» **Exercise text**

--------------------------------------------------

As research by Peter Ganong at the University of Chicago Harris School of Public Policy and  Pascal Noel and Joe Vavra at the University of Chicago Booth School of Business shows, unemployment this year is greater for low-income workers. They estimate that workers’ whose pre-job loss weekly earnings put them in the bottom 20 percent of earnings distribution were experiencing a jobless rate of 16 percent between April and July of 2020. Those in the top 20 percent of the income ladder, by contrast, were experiencing an unemployment rate below 4 percent.

As lower-income workers disproportionately lost their jobs, higher-earning workers were more likely to remain employed, which taken together mechanically increases average earnings. Similarly, research by the Federal Reserve Bank of San Francisco shows that in these first months of the coronavirus recession, workers in the bottom quartile of the earnings distribution represented about 1 in 2 of all transitions out of employment. 

When looking at other metrics of wage growth, another picture emerges. Accounting for changes in the composition of occupations by measuring wage and salary growth for a fixed set of jobs, the Employment Compensation Index of the National Compensation Survey shows that rather than accelerating, wage growth has slowed down. (See Figure 1.)

--------------------------------------------------

Return the passage on job losses and wage growth between "As lower-income workers" and "(See Figure 1.)", inclusive, copied word for word.

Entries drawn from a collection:

--------------------------------------------------

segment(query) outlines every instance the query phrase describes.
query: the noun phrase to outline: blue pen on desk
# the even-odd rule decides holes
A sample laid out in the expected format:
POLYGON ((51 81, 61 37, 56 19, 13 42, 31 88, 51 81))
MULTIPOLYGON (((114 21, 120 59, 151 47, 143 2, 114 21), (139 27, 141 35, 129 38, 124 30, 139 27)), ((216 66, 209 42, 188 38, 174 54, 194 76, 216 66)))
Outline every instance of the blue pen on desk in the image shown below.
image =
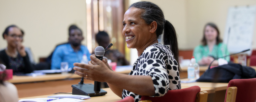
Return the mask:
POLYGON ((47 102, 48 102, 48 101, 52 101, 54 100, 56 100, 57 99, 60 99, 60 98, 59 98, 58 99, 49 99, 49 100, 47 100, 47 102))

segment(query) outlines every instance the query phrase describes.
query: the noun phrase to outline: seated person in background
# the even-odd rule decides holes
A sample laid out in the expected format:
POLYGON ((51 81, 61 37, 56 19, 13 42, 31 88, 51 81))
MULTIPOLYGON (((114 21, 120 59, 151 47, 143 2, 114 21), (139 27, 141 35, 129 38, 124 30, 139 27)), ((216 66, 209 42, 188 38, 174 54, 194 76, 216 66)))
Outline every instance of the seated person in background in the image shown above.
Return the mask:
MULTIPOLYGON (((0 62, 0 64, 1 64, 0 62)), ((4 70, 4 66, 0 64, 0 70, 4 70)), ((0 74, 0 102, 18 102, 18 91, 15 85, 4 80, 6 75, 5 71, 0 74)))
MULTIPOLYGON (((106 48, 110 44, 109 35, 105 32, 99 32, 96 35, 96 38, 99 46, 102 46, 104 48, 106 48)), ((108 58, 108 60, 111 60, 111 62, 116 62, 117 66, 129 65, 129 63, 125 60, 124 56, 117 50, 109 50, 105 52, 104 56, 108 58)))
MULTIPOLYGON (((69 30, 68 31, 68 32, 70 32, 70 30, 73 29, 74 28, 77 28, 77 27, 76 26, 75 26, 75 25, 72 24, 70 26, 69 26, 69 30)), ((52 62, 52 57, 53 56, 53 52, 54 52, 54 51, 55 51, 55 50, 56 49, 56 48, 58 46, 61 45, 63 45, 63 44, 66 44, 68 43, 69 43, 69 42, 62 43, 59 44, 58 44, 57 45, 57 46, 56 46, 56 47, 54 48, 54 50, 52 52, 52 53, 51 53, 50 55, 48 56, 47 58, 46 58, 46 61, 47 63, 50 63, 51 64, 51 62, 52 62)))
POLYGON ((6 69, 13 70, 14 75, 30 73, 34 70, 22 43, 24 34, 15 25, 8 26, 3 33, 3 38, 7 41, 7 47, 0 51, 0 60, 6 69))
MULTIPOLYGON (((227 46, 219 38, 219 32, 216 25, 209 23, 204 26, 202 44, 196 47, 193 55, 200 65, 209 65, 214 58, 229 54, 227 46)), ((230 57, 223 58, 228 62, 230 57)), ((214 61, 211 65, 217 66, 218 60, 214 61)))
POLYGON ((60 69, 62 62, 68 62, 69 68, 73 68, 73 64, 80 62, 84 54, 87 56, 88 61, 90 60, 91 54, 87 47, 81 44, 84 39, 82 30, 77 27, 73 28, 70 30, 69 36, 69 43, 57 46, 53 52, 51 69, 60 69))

--------------------------------------------------

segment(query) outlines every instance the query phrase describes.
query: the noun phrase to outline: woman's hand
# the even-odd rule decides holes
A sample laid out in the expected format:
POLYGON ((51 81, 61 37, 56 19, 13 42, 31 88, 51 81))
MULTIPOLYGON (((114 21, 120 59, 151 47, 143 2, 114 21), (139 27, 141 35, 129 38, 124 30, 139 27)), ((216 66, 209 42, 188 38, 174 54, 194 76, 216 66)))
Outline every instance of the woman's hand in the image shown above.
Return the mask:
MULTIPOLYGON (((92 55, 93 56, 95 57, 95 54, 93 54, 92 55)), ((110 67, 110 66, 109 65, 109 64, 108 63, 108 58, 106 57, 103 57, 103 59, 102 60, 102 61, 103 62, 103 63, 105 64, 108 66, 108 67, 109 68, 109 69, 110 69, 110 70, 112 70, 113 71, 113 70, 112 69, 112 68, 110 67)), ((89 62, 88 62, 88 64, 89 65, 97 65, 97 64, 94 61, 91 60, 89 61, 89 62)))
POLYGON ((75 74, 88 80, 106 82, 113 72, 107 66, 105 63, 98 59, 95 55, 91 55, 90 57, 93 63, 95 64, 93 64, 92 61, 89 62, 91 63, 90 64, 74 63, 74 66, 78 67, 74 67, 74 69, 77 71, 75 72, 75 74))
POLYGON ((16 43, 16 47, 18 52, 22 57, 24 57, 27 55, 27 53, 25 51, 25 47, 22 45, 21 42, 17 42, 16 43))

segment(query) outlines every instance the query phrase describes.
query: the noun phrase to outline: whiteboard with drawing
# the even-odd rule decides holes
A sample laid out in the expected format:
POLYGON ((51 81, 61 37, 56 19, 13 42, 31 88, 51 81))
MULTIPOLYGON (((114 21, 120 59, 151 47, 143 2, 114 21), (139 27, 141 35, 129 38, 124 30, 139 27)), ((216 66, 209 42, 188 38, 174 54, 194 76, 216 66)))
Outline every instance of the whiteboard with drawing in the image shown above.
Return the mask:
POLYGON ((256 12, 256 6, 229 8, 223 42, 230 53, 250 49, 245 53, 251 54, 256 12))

--------------------------------------------------

» **Task output**
As lower-income workers disproportionately lost their jobs, higher-earning workers were more likely to remain employed, which taken together mechanically increases average earnings. Similarly, research by the Federal Reserve Bank of San Francisco shows that in these first months of the coronavirus recession, workers in the bottom quartile of the earnings distribution represented about 1 in 2 of all transitions out of employment. 

When looking at other metrics of wage growth, another picture emerges. Accounting for changes in the composition of occupations by measuring wage and salary growth for a fixed set of jobs, the Employment Compensation Index of the National Compensation Survey shows that rather than accelerating, wage growth has slowed down. (See Figure 1.)